** WHAT THIS TASK INVOLVES **
Can you transcribe every record below exactly as it appears?

** DATA LINES **
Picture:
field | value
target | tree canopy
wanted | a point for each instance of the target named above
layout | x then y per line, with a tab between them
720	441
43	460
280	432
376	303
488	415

** COMPLETED EXERCISE **
Picture:
field | value
target | tree canopy
wanted | a point for each instance of the target named above
layout | x then y per line, with a tab between them
720	441
43	460
280	432
376	303
488	415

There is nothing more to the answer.